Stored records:
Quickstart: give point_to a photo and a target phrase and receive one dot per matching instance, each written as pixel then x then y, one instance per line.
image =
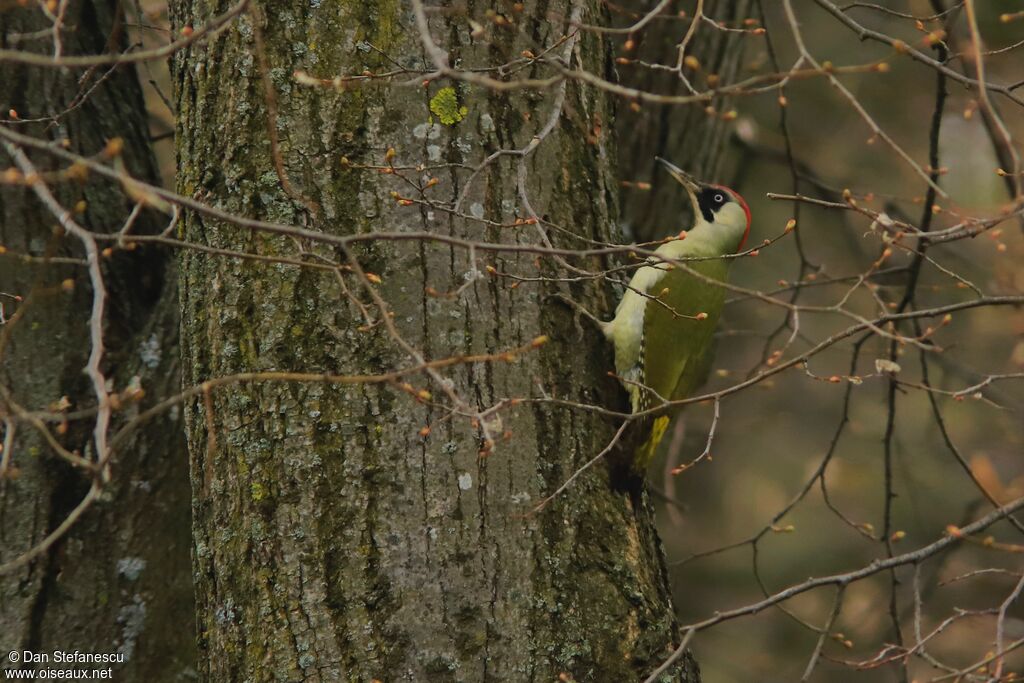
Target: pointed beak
pixel 684 178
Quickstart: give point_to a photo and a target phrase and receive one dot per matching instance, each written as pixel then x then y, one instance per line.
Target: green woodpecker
pixel 664 327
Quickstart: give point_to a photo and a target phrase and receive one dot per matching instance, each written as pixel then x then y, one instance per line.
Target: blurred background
pixel 771 439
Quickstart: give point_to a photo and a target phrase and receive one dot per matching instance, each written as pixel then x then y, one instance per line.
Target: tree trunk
pixel 119 581
pixel 690 136
pixel 333 540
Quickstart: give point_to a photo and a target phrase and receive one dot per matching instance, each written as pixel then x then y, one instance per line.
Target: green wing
pixel 676 351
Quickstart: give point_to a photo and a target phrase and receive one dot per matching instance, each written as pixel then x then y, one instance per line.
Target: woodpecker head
pixel 720 211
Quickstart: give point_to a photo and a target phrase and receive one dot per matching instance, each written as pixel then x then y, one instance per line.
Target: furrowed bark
pixel 332 541
pixel 120 580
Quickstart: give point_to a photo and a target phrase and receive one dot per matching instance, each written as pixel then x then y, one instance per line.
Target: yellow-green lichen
pixel 445 107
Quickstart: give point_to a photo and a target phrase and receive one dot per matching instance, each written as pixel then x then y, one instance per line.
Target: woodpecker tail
pixel 645 453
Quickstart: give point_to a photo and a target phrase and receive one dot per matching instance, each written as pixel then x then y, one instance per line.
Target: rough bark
pixel 332 541
pixel 687 135
pixel 120 580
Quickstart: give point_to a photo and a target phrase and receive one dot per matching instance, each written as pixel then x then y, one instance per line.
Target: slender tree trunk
pixel 691 136
pixel 333 541
pixel 119 581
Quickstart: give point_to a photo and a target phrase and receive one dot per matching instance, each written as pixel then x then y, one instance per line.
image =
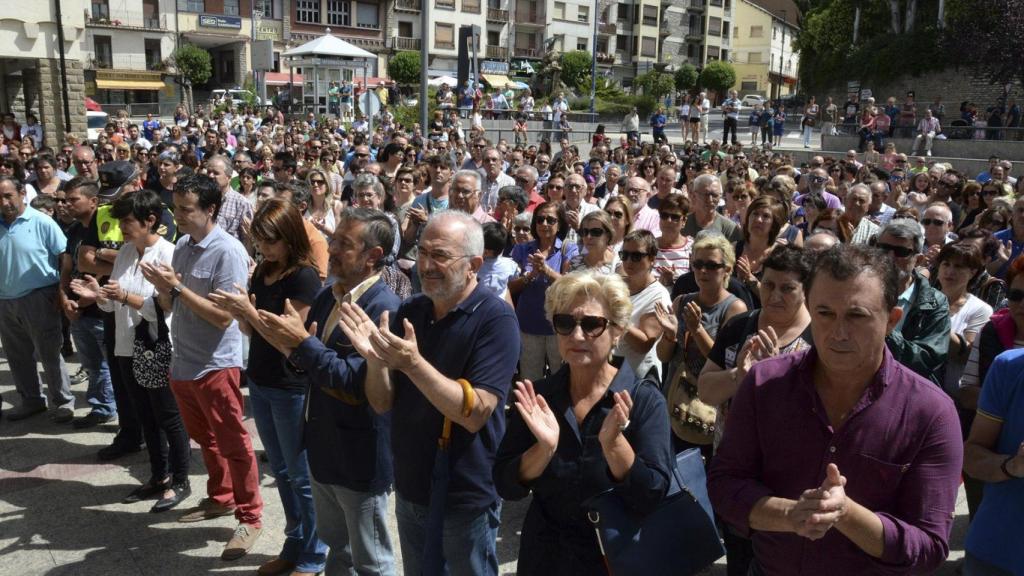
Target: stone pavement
pixel 60 510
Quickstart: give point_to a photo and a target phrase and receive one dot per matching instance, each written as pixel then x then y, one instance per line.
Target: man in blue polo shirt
pixel 449 355
pixel 31 302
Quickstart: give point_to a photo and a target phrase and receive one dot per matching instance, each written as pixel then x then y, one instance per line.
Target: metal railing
pixel 117 17
pixel 407 43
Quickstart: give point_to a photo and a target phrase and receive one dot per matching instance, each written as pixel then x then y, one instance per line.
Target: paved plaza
pixel 60 510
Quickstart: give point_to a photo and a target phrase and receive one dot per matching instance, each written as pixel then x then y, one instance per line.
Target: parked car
pixel 753 100
pixel 95 122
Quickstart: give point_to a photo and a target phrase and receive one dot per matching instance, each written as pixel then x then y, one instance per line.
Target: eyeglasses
pixel 898 251
pixel 710 265
pixel 592 326
pixel 626 255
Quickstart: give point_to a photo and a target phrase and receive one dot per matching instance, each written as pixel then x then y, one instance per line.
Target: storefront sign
pixel 217 21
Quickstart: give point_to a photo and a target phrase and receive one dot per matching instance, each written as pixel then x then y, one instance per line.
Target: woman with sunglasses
pixel 620 430
pixel 621 213
pixel 637 346
pixel 542 260
pixel 674 249
pixel 286 280
pixel 689 332
pixel 324 210
pixel 781 326
pixel 597 255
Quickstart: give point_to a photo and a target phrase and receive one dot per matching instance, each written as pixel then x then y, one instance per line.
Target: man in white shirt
pixel 927 128
pixel 730 109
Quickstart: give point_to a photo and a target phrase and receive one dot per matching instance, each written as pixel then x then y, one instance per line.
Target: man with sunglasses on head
pixel 921 338
pixel 443 362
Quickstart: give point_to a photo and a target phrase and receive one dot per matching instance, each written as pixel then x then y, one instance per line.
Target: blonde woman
pixel 324 210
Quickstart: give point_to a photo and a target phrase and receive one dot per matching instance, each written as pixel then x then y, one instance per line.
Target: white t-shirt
pixel 643 303
pixel 971 318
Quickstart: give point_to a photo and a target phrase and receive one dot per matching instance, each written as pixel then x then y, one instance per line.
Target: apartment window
pixel 339 12
pixel 649 15
pixel 153 54
pixel 368 15
pixel 308 10
pixel 192 5
pixel 100 9
pixel 714 26
pixel 101 47
pixel 444 36
pixel 649 47
pixel 266 6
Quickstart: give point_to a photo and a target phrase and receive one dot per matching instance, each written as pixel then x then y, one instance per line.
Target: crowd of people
pixel 430 316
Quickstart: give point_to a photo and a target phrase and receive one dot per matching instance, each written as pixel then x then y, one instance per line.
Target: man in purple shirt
pixel 839 459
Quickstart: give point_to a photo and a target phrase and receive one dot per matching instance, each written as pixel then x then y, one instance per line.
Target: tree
pixel 655 84
pixel 718 76
pixel 195 66
pixel 404 68
pixel 576 65
pixel 686 78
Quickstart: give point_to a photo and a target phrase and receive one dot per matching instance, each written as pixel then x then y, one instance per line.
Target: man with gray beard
pixel 446 356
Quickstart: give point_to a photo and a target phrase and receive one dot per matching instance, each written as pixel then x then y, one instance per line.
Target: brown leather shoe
pixel 275 567
pixel 207 509
pixel 244 538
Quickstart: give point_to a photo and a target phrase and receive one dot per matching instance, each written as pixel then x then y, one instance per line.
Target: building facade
pixel 30 66
pixel 764 57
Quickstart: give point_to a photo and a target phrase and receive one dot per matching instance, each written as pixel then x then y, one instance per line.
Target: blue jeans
pixel 354 525
pixel 88 335
pixel 469 538
pixel 279 415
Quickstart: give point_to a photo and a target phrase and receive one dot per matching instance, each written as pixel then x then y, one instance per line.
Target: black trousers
pixel 130 434
pixel 166 439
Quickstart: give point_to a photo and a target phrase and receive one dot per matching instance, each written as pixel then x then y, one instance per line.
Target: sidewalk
pixel 60 510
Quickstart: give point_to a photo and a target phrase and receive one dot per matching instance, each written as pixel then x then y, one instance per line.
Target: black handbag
pixel 152 358
pixel 678 538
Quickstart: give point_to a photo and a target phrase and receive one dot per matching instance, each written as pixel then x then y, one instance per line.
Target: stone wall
pixel 953 85
pixel 51 99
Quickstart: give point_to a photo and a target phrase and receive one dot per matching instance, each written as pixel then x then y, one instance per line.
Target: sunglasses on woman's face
pixel 592 326
pixel 626 255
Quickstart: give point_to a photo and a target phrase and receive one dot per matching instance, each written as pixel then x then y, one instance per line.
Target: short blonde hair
pixel 720 243
pixel 609 289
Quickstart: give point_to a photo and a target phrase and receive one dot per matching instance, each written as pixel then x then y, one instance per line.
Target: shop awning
pixel 496 80
pixel 130 84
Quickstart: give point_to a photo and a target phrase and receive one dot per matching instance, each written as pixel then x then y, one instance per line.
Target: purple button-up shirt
pixel 900 450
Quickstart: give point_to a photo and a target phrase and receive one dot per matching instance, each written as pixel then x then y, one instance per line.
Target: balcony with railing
pixel 103 15
pixel 527 52
pixel 498 15
pixel 497 52
pixel 399 43
pixel 409 5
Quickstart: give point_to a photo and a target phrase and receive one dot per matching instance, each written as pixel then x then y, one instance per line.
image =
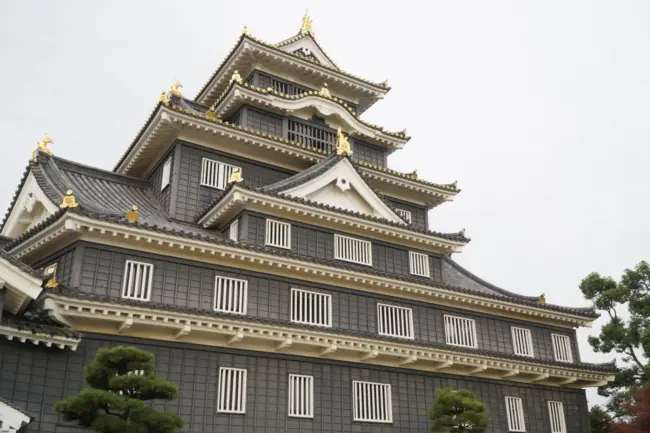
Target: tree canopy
pixel 121 381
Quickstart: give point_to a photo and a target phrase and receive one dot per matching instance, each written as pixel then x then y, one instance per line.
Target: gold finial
pixel 324 91
pixel 235 176
pixel 236 77
pixel 342 144
pixel 307 27
pixel 174 89
pixel 133 216
pixel 69 202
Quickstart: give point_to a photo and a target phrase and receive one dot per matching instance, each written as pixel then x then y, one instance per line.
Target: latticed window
pixel 395 321
pixel 562 348
pixel 522 341
pixel 311 308
pixel 460 331
pixel 371 402
pixel 137 280
pixel 216 174
pixel 352 250
pixel 230 295
pixel 278 234
pixel 232 390
pixel 556 415
pixel 301 396
pixel 515 414
pixel 419 264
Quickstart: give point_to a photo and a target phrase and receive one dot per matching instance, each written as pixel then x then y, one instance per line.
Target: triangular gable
pixel 341 186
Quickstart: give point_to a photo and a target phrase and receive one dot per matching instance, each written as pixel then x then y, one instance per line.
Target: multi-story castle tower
pixel 286 279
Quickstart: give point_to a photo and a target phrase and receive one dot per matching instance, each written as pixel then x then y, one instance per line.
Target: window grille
pixel 371 402
pixel 460 331
pixel 419 264
pixel 562 348
pixel 230 295
pixel 352 250
pixel 522 341
pixel 556 414
pixel 137 280
pixel 167 171
pixel 404 214
pixel 216 174
pixel 311 308
pixel 278 234
pixel 233 231
pixel 232 390
pixel 515 412
pixel 301 396
pixel 395 321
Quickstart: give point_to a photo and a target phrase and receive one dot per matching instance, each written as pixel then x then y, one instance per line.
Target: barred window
pixel 515 414
pixel 216 174
pixel 278 234
pixel 460 331
pixel 230 295
pixel 311 308
pixel 137 280
pixel 301 396
pixel 395 321
pixel 562 348
pixel 352 250
pixel 556 414
pixel 419 264
pixel 232 390
pixel 371 402
pixel 522 341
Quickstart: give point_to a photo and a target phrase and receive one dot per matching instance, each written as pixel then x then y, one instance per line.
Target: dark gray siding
pixel 35 377
pixel 192 198
pixel 191 285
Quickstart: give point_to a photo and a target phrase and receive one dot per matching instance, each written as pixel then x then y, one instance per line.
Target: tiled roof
pixel 75 294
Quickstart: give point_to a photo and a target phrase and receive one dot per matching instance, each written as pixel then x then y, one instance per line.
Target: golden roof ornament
pixel 307 25
pixel 342 144
pixel 133 216
pixel 235 176
pixel 69 202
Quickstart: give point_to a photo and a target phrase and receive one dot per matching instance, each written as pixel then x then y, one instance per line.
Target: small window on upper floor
pixel 167 173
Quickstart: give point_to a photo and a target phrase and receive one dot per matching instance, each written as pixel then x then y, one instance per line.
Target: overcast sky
pixel 540 109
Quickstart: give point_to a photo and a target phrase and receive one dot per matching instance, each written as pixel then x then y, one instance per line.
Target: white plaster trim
pixel 286 339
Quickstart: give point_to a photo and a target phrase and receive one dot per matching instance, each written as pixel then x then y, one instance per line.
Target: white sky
pixel 538 108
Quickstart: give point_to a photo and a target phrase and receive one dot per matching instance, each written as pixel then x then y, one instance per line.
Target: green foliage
pixel 630 337
pixel 458 411
pixel 600 421
pixel 115 401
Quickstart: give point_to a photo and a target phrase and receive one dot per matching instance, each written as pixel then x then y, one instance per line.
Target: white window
pixel 522 341
pixel 394 321
pixel 515 412
pixel 216 174
pixel 167 171
pixel 562 348
pixel 278 234
pixel 230 295
pixel 232 390
pixel 460 331
pixel 404 214
pixel 419 264
pixel 137 280
pixel 371 402
pixel 352 250
pixel 311 308
pixel 556 414
pixel 301 396
pixel 233 231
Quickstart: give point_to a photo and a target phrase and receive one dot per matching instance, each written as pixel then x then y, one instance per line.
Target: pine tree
pixel 121 381
pixel 458 411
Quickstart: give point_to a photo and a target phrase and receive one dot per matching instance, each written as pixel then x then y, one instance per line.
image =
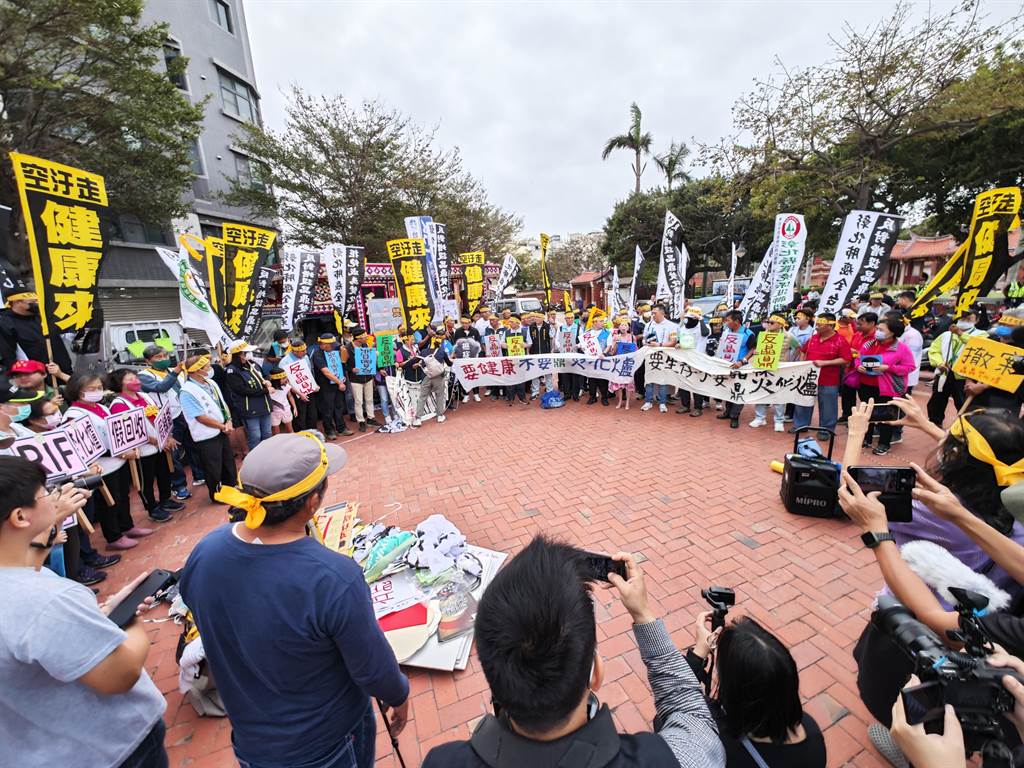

§ Do this
Swap "woodpecker" for "bird" in the material from its beginning through the line containing "pixel 720 211", inclusive, and give those lines back with nothing else changed. Omit the pictures.

§ Task solution
Quickstart: give point_to a photo and a target phrase and receive one dot per matching instance, each written as pixel then x then y, one instance per line.
image =
Target: pointed beak
pixel 684 178
Quickstart: give point_to a photo and a target phrase and receive one dot per matching instance, each written as pixel then x then y, one instance per line.
Target: green bird
pixel 664 327
Quickstart: give point_to a photo and a target phrase and receive one dot per matching instance, each written as pixel then x then y, one instance per line.
Target: blurred background
pixel 771 439
Quickstart: give point_to a photo and a target phrase and receive one dot per matching instance, each written as pixel then x then y, one instance per line.
Target: tree trunk
pixel 119 581
pixel 690 136
pixel 333 540
Quickstart: give point_to a photo and a target phrase and receive one dot per matching instance, each written as pixel then x then y, one instance per line.
Target: green wing
pixel 676 351
Quickstart: give point_to a photo and a target phrase and receive one dot per matching instance, each written as pixel then x then y, one instance per line.
Target: bird head
pixel 720 211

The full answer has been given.